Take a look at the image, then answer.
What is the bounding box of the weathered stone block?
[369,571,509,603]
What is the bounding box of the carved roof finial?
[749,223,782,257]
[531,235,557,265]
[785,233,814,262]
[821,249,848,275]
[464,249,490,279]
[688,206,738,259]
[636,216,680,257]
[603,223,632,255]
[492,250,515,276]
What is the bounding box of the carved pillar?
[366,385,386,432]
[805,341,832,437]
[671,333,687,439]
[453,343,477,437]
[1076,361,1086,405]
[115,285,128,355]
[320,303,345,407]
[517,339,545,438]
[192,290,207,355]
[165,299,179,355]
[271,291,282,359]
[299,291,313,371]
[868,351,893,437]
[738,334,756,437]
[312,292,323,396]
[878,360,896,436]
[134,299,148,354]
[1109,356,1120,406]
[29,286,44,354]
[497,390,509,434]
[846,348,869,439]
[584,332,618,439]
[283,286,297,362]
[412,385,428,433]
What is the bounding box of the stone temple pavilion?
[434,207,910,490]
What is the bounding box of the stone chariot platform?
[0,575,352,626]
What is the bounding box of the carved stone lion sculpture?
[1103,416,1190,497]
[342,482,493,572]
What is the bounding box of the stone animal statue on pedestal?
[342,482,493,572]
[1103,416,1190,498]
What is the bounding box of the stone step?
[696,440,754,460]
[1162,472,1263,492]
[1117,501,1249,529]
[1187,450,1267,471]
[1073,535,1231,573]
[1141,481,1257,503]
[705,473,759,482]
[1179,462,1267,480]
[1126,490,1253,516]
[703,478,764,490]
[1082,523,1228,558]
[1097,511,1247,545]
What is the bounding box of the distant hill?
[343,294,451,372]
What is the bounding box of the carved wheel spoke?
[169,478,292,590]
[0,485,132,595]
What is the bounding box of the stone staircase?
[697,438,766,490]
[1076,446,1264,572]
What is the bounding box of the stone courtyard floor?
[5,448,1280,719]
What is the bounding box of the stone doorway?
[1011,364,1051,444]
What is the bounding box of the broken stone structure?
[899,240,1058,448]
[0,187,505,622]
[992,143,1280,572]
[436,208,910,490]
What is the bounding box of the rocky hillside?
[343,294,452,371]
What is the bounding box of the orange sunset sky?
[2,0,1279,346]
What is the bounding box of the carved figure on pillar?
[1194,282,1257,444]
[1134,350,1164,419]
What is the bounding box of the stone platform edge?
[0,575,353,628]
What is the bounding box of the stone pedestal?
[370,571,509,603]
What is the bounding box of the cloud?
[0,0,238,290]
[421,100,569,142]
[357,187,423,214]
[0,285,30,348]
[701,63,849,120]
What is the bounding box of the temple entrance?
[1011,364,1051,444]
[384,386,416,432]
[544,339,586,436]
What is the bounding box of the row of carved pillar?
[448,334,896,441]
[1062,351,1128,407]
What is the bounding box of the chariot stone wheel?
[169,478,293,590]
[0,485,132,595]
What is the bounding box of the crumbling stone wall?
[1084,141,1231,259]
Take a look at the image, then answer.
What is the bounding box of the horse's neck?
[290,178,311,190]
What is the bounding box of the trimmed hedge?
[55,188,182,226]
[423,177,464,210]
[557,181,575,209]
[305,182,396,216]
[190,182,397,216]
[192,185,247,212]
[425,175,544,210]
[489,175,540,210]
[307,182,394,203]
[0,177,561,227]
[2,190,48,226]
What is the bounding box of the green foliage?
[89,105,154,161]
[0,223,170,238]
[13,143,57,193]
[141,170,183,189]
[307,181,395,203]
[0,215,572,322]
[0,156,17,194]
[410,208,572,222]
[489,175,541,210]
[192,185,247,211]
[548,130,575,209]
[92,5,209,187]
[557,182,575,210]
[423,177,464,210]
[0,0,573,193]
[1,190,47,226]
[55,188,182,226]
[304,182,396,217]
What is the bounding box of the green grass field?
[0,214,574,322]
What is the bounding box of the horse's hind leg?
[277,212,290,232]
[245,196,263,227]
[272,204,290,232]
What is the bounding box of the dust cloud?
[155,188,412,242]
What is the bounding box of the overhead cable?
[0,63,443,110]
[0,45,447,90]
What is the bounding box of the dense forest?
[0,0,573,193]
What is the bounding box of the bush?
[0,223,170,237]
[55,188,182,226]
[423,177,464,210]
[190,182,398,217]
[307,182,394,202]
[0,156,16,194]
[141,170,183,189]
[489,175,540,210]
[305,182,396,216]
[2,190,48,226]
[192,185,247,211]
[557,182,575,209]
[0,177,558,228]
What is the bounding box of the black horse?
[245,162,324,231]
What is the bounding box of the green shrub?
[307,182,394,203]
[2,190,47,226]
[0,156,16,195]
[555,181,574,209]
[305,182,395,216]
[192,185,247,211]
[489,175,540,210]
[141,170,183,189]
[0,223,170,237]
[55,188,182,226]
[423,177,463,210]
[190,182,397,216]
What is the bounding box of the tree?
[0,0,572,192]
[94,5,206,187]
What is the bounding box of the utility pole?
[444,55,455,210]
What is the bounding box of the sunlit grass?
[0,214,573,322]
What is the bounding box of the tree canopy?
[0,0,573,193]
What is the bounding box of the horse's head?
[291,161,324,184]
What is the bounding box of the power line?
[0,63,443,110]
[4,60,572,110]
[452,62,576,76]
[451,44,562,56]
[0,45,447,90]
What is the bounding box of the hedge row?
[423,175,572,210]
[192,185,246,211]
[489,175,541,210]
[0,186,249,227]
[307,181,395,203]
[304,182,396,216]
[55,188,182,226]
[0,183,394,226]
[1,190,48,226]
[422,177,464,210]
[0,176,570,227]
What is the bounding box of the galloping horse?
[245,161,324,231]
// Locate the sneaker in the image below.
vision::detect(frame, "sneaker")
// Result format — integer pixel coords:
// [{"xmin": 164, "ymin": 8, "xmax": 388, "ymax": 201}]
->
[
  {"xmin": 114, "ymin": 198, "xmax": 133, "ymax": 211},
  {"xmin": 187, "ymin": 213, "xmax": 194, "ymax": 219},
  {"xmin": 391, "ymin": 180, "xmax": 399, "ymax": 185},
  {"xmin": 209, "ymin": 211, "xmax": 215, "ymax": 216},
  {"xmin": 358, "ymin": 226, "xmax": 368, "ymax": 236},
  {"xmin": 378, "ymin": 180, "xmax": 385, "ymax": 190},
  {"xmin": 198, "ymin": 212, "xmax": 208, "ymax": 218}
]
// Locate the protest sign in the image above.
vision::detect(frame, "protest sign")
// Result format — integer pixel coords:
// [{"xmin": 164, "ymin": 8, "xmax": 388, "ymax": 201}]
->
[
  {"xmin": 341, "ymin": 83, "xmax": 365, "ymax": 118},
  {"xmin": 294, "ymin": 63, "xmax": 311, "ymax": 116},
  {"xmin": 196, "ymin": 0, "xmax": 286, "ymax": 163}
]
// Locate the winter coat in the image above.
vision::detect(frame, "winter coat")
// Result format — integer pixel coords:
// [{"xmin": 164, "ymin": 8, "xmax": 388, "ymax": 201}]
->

→ WORK TASK: Of all the entries above, how many lines contain the string "vision"? Answer with the number only.

→ THE COMPLETED TASK: 3